STATED PROBLEM: Recast the lines below, from the line containing "the white boat" through the line containing "<point>548,154</point>", inclusive, as a numbered list that omits blank lines and includes no other lines.

INFORMATION SHOWN:
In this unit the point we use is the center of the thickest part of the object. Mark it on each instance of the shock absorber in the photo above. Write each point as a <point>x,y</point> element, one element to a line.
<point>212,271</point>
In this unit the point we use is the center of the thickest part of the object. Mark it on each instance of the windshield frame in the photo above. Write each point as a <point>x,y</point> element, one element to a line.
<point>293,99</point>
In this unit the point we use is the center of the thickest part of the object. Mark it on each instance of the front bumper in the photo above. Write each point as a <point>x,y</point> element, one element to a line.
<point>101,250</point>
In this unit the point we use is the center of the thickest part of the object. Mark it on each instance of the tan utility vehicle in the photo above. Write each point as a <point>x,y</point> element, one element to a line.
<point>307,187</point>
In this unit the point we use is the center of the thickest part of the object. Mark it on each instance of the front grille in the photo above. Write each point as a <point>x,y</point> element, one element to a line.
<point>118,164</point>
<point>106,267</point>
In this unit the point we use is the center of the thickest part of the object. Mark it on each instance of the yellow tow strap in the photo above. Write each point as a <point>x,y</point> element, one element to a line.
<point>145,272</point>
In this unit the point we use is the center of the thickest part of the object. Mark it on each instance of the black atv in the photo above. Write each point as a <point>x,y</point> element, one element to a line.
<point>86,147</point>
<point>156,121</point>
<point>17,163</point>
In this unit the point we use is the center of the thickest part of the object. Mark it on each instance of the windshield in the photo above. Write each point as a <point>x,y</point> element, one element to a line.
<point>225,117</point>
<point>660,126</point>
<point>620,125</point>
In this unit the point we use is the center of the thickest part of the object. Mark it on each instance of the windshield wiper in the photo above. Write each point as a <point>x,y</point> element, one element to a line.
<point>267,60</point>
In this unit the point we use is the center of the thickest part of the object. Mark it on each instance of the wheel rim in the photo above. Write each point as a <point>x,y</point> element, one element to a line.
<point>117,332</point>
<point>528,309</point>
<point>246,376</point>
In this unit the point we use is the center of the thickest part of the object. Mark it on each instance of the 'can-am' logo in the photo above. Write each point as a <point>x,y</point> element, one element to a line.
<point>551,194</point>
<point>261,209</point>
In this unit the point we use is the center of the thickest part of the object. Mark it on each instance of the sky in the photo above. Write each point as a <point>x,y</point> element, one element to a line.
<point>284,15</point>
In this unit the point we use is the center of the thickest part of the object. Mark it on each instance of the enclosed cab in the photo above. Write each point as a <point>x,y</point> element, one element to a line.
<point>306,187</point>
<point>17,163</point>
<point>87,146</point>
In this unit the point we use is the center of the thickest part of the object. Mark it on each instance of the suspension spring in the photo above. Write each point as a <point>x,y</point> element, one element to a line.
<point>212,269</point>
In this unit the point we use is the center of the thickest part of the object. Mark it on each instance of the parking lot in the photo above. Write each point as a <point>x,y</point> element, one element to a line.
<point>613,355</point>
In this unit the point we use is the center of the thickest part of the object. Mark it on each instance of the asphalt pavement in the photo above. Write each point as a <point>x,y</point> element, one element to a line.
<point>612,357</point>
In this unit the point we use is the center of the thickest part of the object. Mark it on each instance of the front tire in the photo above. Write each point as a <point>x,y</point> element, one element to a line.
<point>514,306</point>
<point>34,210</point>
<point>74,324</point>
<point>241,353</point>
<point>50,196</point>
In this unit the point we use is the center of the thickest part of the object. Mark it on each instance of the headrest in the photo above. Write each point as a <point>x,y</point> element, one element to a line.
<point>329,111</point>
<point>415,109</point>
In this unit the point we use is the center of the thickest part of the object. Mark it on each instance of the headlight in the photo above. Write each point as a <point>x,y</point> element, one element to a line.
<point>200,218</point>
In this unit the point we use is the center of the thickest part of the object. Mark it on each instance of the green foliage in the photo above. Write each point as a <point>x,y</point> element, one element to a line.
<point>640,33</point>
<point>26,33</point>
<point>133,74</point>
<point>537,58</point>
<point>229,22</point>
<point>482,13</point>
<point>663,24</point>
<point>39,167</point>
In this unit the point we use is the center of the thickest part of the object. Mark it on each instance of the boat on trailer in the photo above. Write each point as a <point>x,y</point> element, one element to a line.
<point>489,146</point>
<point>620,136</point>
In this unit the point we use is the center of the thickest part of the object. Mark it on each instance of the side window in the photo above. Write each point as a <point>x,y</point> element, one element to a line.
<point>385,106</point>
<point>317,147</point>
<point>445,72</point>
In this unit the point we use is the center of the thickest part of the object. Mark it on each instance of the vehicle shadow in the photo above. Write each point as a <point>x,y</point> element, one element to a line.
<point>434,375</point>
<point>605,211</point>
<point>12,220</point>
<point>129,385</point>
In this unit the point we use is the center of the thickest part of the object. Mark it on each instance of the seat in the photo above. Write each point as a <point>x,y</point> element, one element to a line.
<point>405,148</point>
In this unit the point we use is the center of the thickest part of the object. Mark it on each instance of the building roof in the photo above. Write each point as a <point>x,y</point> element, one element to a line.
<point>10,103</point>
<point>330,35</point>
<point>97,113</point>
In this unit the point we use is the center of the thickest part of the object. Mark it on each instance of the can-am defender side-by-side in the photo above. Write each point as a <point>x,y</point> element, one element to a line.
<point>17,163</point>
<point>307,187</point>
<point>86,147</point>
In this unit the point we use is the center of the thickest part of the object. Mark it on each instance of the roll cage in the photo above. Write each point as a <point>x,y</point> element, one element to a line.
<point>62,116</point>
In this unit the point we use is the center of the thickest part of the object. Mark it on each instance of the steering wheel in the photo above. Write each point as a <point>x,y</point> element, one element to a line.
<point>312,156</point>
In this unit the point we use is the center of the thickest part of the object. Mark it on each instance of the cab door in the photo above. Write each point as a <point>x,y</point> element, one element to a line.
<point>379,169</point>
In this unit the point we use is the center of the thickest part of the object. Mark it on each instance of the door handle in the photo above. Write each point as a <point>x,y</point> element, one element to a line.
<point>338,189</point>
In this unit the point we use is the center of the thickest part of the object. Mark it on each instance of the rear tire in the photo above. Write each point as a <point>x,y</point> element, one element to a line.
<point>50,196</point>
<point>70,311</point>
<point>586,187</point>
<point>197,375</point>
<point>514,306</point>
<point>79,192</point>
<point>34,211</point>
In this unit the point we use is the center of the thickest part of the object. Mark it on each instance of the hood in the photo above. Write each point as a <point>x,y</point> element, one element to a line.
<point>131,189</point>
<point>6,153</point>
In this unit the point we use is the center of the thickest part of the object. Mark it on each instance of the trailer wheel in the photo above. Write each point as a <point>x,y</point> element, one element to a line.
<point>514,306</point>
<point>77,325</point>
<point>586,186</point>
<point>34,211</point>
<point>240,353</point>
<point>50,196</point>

...

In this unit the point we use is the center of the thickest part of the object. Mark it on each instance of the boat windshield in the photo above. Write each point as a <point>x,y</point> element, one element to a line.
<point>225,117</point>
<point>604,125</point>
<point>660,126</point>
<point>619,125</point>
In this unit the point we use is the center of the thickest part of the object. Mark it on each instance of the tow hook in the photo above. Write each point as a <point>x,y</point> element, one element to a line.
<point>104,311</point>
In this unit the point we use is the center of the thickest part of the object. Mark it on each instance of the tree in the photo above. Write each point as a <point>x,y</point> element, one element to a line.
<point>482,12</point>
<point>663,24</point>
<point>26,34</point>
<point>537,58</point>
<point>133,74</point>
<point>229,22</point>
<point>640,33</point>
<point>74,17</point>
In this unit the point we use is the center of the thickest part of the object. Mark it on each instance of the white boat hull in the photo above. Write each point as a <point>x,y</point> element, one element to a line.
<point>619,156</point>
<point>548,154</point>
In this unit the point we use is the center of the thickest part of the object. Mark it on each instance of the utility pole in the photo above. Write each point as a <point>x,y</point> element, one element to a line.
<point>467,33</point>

...

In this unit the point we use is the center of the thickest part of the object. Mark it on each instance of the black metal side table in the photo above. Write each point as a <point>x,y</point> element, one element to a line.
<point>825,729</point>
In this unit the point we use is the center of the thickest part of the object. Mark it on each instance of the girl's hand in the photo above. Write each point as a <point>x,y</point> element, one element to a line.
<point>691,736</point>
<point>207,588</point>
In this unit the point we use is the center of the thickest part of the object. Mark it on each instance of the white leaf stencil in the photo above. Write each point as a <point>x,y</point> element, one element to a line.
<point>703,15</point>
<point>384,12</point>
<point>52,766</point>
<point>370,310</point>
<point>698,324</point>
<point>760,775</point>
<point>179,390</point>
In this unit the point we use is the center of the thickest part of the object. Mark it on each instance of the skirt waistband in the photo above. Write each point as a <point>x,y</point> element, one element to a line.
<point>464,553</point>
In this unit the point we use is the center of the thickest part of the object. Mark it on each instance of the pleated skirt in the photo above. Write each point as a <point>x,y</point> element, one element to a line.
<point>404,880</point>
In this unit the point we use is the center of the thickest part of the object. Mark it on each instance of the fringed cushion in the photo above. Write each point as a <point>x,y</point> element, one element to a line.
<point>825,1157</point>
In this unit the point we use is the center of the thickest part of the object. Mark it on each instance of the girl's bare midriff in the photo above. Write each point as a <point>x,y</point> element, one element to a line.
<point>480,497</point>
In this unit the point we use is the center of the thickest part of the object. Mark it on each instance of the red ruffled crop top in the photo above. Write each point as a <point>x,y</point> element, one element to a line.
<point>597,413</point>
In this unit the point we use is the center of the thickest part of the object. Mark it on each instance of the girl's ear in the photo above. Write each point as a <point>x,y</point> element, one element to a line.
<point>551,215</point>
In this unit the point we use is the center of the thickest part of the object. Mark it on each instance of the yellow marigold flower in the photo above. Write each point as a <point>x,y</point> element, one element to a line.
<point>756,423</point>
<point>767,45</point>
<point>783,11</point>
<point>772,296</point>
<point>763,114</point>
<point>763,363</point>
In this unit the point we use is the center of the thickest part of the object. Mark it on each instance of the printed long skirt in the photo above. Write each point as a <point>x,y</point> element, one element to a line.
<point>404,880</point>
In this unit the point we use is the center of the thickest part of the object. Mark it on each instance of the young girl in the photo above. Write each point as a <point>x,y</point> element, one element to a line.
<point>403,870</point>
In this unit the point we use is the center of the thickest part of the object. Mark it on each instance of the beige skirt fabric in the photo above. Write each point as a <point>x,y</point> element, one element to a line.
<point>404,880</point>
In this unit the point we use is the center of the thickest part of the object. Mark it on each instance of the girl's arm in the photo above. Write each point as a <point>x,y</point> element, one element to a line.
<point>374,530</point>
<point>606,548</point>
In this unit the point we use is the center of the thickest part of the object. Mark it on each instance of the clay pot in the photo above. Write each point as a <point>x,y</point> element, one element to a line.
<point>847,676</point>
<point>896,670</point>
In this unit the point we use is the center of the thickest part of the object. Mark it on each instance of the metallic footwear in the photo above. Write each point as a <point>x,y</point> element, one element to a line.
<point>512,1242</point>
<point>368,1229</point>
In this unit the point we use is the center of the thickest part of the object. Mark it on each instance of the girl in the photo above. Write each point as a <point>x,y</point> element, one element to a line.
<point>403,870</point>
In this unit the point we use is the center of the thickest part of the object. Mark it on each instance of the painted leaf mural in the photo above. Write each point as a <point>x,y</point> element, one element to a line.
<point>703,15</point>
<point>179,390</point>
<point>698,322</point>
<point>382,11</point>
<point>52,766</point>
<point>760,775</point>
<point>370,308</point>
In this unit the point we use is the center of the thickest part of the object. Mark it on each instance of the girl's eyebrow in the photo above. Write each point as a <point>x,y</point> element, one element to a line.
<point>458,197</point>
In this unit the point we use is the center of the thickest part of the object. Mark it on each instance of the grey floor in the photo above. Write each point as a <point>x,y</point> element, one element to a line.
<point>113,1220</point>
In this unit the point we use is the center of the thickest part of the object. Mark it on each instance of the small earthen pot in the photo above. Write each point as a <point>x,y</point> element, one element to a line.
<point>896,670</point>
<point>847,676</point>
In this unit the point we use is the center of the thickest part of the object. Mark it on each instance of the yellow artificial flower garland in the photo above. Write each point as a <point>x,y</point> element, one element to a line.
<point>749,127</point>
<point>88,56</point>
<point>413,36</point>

ANSWER IN FULL:
1. In this unit the point we use is the center of the thickest part of the object. Mark it on each instance of the white boat hull in the photo above. Write each point as a <point>x,y</point> element, one element to a line.
2. <point>619,156</point>
3. <point>548,154</point>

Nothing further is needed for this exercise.